Material to process Start Marker

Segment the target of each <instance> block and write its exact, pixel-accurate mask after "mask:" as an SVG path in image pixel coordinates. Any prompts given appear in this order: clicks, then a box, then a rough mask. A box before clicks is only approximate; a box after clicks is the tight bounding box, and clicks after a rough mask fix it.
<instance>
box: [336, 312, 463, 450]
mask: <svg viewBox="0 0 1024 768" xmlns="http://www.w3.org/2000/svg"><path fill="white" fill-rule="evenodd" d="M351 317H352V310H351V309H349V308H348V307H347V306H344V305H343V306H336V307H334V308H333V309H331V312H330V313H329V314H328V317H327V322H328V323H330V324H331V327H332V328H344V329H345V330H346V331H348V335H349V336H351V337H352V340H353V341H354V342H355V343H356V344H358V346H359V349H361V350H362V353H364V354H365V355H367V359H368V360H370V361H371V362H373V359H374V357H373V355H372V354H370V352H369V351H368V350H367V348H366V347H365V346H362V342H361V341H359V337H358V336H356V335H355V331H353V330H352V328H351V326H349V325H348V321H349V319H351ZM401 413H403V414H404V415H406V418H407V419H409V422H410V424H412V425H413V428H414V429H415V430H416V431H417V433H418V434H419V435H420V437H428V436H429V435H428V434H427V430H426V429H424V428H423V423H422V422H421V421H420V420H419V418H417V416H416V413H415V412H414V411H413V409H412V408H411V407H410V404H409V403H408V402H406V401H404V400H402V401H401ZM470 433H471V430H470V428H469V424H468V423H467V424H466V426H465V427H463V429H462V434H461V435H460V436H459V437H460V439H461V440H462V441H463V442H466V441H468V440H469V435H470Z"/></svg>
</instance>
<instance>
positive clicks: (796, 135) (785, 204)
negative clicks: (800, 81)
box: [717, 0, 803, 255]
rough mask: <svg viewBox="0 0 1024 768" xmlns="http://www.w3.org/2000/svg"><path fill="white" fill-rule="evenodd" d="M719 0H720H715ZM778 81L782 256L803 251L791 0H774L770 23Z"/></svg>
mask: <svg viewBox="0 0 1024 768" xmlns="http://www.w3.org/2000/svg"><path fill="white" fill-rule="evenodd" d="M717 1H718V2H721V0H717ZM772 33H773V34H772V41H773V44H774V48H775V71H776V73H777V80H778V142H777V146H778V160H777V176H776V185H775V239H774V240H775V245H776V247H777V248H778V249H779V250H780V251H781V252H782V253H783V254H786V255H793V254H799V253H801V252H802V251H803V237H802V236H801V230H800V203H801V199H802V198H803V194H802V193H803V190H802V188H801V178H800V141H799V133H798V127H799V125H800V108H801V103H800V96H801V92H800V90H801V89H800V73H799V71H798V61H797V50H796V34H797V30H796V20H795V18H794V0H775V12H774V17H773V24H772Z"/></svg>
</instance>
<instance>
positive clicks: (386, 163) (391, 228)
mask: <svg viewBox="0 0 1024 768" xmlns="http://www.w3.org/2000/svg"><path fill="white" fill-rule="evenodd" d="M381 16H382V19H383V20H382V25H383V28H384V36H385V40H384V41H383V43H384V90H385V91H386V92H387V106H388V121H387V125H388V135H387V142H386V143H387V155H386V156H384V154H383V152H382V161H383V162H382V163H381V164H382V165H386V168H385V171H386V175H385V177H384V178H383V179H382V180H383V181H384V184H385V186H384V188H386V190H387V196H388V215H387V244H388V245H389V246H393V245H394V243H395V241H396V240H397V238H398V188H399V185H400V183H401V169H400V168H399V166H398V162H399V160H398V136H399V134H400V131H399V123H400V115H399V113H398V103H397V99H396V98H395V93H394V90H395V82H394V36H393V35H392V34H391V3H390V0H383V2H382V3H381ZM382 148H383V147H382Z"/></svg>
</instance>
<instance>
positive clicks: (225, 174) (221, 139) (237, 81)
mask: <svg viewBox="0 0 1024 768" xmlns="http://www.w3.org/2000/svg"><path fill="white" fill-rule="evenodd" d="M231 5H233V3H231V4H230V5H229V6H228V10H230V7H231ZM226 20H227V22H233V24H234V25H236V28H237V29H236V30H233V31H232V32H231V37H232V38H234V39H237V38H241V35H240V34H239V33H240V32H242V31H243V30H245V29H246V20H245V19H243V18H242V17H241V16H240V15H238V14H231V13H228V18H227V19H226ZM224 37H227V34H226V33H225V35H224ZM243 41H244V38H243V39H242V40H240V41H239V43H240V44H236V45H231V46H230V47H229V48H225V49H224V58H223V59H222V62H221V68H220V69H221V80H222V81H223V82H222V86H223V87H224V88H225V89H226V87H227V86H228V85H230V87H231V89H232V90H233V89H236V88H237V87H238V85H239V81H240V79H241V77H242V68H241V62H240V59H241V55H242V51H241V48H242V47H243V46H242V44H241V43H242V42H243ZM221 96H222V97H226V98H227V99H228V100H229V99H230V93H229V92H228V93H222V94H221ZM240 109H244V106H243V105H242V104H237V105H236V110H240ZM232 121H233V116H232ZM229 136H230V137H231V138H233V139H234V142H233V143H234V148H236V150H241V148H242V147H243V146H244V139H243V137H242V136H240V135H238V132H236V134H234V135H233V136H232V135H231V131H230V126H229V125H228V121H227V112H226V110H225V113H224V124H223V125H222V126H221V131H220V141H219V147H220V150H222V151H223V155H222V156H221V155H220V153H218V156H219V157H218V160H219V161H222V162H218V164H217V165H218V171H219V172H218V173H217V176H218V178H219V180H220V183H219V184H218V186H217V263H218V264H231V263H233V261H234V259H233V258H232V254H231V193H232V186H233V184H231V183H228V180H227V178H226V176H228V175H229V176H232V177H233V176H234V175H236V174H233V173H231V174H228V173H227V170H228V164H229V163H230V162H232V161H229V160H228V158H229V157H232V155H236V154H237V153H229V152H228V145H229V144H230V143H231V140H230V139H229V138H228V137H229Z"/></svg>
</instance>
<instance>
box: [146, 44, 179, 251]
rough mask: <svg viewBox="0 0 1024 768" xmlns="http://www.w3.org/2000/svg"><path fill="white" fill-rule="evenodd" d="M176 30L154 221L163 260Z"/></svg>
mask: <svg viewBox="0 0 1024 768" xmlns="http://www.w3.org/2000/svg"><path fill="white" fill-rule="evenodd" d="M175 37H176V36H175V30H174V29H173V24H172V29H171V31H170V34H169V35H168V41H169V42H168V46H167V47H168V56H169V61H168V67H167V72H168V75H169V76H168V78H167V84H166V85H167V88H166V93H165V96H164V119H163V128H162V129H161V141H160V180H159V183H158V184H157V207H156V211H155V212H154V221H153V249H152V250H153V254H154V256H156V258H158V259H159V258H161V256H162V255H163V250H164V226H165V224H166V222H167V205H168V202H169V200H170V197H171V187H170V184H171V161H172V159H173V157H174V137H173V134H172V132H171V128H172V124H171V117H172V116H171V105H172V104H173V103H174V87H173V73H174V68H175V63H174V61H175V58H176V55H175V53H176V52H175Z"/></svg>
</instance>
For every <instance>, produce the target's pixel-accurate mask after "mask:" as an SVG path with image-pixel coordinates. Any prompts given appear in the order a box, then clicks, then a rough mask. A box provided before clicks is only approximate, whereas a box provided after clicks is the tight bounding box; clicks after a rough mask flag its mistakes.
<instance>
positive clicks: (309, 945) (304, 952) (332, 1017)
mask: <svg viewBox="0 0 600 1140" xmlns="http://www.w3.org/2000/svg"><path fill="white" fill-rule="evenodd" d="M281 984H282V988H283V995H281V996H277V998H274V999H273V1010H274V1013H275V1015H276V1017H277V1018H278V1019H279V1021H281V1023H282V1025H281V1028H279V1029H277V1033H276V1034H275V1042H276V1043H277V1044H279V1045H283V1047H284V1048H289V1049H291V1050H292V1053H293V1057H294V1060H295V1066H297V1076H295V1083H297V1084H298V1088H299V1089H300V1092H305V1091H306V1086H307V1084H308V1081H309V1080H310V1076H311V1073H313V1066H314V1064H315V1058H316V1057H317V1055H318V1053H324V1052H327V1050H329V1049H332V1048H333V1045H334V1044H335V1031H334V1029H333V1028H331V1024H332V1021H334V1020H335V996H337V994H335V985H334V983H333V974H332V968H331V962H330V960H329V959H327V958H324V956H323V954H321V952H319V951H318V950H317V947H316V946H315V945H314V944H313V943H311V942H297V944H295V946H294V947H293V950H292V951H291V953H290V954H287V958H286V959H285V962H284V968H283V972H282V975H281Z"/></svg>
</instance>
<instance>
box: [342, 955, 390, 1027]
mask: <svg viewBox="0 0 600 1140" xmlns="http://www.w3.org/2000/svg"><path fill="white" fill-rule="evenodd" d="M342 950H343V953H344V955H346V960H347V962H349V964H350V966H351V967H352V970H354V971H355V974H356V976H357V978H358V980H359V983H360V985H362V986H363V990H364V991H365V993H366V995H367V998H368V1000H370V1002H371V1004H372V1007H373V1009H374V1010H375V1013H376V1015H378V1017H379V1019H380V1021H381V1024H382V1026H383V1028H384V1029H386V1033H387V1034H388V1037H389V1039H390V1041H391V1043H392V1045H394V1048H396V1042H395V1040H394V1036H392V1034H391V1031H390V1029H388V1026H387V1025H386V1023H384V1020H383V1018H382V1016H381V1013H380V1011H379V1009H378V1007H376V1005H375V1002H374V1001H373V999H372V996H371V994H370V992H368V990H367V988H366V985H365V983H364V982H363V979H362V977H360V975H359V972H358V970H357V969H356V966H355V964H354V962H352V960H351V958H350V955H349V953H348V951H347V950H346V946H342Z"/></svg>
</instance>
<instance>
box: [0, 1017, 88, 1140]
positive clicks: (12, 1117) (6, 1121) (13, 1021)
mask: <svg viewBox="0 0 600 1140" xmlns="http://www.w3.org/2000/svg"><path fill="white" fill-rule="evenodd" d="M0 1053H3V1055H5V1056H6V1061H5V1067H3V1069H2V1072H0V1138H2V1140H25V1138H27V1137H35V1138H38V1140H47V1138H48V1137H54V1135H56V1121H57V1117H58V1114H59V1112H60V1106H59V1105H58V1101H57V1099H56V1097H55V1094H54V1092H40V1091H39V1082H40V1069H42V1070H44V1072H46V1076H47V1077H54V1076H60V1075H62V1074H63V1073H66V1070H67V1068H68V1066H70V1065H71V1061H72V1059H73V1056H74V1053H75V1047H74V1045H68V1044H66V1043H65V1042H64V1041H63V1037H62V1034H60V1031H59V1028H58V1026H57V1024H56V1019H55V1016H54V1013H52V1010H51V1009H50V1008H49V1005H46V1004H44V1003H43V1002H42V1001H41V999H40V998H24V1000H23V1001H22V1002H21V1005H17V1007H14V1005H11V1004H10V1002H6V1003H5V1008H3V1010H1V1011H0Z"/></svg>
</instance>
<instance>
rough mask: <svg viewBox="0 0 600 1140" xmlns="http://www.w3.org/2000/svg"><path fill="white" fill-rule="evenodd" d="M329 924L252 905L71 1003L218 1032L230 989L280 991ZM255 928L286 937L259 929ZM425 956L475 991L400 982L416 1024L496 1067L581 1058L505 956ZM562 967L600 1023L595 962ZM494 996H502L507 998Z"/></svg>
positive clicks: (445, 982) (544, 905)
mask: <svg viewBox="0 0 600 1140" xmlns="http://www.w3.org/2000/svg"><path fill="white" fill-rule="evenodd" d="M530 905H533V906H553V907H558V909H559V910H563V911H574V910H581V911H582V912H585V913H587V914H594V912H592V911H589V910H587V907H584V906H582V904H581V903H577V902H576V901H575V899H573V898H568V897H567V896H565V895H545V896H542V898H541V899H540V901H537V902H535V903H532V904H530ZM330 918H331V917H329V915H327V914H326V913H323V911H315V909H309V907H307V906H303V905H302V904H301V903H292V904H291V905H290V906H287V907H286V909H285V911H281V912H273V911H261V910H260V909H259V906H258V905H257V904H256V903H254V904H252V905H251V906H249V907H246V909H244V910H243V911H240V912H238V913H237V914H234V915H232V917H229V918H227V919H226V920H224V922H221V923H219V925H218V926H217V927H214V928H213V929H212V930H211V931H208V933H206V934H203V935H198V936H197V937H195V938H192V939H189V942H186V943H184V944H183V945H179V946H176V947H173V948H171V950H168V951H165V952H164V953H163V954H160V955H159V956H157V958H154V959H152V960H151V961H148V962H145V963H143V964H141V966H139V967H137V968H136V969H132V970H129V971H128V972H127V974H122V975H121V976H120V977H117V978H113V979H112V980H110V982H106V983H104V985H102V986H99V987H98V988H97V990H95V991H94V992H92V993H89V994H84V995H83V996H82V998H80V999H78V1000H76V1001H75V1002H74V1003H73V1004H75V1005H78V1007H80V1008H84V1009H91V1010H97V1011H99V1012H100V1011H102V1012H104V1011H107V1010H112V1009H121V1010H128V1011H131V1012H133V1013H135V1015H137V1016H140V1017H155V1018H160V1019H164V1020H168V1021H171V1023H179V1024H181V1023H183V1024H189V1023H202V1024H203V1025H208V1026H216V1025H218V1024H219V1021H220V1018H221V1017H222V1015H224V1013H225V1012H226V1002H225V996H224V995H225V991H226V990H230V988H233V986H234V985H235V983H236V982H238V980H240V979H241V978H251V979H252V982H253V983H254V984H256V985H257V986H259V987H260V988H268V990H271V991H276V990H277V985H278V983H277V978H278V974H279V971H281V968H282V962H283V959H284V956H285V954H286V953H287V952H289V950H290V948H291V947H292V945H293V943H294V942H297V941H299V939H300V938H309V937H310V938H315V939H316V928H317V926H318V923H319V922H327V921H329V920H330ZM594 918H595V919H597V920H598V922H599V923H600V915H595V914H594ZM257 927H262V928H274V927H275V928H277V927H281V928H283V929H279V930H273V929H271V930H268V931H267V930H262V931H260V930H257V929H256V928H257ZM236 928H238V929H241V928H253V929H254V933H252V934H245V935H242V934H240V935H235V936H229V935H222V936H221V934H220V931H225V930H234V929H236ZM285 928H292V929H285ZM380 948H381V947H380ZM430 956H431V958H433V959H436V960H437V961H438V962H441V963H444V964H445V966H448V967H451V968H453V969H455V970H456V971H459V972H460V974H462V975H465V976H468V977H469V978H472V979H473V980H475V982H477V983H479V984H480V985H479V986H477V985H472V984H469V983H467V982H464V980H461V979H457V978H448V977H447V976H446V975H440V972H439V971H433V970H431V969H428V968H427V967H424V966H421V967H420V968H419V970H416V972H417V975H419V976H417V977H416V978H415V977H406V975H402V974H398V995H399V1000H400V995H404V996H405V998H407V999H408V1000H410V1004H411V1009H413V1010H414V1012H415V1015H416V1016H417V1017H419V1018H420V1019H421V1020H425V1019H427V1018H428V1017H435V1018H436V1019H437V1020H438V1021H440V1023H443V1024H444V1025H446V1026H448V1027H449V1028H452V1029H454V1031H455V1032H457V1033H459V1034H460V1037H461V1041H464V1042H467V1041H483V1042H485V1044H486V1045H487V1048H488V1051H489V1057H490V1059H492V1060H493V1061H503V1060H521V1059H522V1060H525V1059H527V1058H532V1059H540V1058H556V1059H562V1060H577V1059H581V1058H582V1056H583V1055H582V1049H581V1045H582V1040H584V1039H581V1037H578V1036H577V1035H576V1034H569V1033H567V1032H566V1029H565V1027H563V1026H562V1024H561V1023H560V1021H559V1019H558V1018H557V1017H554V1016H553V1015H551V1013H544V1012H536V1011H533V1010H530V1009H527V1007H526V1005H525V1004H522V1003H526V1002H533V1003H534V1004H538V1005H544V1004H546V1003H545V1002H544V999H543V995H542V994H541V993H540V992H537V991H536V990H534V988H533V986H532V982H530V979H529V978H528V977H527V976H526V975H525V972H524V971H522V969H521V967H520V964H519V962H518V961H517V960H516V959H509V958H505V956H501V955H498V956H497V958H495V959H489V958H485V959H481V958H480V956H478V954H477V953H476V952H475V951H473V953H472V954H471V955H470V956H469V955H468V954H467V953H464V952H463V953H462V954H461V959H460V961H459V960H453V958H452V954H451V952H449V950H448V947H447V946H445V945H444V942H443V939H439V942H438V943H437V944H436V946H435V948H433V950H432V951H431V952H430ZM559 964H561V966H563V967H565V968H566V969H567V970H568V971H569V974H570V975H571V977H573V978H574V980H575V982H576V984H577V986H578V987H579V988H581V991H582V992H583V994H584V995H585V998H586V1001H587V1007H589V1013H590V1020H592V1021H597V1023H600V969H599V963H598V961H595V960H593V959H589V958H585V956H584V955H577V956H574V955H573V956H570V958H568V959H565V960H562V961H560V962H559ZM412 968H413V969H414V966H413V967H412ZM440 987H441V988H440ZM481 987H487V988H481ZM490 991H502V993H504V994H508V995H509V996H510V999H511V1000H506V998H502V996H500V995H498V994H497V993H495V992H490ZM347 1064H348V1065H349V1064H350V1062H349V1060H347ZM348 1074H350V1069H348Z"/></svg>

Material to process End Marker

* Problem *
The required output is a copy of each line in the records where the string "before" occurs.

* Problem solution *
Segment the target of each <instance> block and write its exact, pixel-accurate mask after "mask:" as an SVG path in image pixel coordinates. Any prompts given appear in this order: clicks, then a box, then a rough mask. A box before clicks is only approximate; a box after clicks is the tight bounding box, and clicks after a rough mask fix it.
For every <instance>, produce the target's pixel-accurate mask after "mask:" as an SVG path with image-pixel coordinates. Any prompts given appear in the order a box, then clicks, then a rough mask. A box provided before clicks is only approximate, whereas a box provided after clicks is the tight bounding box; clicks after a rough mask flag its mistakes.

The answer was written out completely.